[Available data]
* BEGIN *

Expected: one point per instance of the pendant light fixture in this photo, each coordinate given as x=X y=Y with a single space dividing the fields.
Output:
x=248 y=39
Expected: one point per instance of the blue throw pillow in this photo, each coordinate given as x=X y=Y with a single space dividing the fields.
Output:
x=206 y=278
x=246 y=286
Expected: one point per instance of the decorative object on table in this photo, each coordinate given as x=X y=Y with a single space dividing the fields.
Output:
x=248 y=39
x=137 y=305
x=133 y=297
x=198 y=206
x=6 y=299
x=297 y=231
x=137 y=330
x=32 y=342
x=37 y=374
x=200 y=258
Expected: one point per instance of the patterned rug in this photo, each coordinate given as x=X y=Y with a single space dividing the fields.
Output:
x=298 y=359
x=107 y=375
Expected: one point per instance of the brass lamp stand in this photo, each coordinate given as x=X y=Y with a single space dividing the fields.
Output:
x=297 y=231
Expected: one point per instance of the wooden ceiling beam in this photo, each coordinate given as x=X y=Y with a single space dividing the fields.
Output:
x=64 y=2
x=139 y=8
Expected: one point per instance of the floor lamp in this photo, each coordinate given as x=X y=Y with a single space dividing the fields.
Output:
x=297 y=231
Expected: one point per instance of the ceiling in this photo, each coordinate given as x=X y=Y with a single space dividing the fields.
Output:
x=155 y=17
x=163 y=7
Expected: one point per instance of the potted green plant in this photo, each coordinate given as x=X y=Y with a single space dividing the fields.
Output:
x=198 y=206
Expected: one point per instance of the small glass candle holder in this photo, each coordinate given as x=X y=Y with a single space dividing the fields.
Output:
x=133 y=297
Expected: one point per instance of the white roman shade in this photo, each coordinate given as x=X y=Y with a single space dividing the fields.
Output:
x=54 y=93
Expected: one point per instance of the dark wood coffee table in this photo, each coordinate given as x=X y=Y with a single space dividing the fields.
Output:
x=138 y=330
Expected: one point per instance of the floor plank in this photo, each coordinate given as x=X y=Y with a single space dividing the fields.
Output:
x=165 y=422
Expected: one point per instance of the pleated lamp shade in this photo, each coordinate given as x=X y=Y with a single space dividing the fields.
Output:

* END *

Give all of the records above as a numbered list, omitting any blank lines.

1. Expected: one point per instance of the pendant light fixture in this photo, each coordinate given as x=X y=Y with a single space dividing the fields.
2. Output:
3. x=248 y=39
4. Expected: one point per instance of the blue throw pillow in this photo, each coordinate given as x=X y=Y with a single space dividing the fields.
5. Output:
6. x=206 y=278
7. x=246 y=286
8. Expected: one point per instance of the decorative object on table in this photo, each coordinate given as x=X y=Y with a single space dividing the fields.
9. Output:
10. x=248 y=39
11. x=137 y=305
12. x=133 y=297
13. x=198 y=206
14. x=6 y=299
15. x=297 y=231
16. x=137 y=330
17. x=32 y=342
18. x=37 y=374
19. x=200 y=258
20. Expected: one point per instance of the patterned rug in this photo, each coordinate given as x=X y=Y with a single space dividing the fields.
21. Output:
22. x=298 y=359
23. x=107 y=375
24. Expected: one point per instance of the brass lamp stand in this photo, each coordinate given as x=X y=Y with a single space dividing the fields.
25. Output:
26. x=297 y=231
27. Expected: one point per instance of the wooden ceiling beam in this photo, each coordinate given as x=X y=Y with a single space dividing the fields.
28. Output:
29. x=64 y=2
30. x=139 y=8
31. Expected: one point per instance of the floor lamp in this photo, each coordinate given as x=X y=Y with a single space dividing the fields.
32. Output:
33. x=297 y=231
34. Expected: one point per instance of the ceiling in this photo, each coordinate given as x=X y=Y with a single space dividing the fields.
35. Output:
36. x=155 y=17
37. x=163 y=7
38. Expected: one point per instance of the potted green plant in this photo, each coordinate given as x=X y=Y with a single space dividing the fields.
39. Output:
40. x=198 y=206
41. Expected: one point per instance of the small glass candle holder in this photo, each coordinate given as x=X y=Y with a single space dividing the fields.
42. Output:
43. x=133 y=297
44. Expected: one point per instance of the white roman shade in this photo, each coordinate given as x=X y=Y with a single space dividing the fields.
45. Output:
46. x=54 y=93
47. Expected: one point per instance of the dark wood coffee table in this photo, each coordinate given as x=X y=Y with a single space dividing the fields.
48. Output:
49. x=138 y=330
50. Expected: one point per instance of the floor plank in this photo, each coordinate given as x=X y=Y with a single space dividing the fields.
51. Output:
52. x=165 y=422
53. Expected: one point per instance of the pleated lamp shade in this photo, each coordinate given as x=X y=Y with a single space dividing the fields.
54. Output:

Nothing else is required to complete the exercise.